++++ SUPPLIED MATERIAL

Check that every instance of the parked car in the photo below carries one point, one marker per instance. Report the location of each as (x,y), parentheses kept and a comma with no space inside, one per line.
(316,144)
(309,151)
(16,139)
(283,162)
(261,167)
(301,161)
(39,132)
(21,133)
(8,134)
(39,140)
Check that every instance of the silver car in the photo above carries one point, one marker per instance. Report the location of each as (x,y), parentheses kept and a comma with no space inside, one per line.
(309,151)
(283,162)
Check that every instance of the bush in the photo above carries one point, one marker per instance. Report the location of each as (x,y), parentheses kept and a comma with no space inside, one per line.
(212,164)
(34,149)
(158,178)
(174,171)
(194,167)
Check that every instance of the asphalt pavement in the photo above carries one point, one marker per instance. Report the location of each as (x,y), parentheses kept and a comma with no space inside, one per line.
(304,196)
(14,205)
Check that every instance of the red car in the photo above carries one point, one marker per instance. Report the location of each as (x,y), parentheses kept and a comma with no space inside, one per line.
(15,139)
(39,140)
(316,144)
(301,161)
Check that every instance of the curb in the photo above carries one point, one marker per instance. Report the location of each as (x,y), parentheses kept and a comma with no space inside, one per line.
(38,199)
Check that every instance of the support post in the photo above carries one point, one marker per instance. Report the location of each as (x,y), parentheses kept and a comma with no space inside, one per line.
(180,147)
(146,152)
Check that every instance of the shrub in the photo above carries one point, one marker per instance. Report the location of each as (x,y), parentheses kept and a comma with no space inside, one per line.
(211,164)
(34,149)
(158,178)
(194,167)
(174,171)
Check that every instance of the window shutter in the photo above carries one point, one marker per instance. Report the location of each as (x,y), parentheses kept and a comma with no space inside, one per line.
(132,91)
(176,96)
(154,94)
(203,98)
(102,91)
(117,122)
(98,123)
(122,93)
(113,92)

++++++++

» WHAT TO DO
Repeat exactly, and only, the lines from the line with "Check that every instance of the shrub" through the end of the listing above, both ends included.

» REPLY TO THE EXERCISE
Check that every instance of the shrub in the photo above carries one point, one marker per instance. Report the location of each as (x,y), parentheses kept and a comma with no space inside, one per line.
(211,164)
(34,149)
(158,178)
(194,167)
(174,171)
Check that every instance of the window shutter in the photo above carries one point, one marker per instance. Report the location of each as (x,y), parentheses kept and a comma with no space inside, one per line.
(132,91)
(176,96)
(154,94)
(203,98)
(102,91)
(117,122)
(98,123)
(122,93)
(113,92)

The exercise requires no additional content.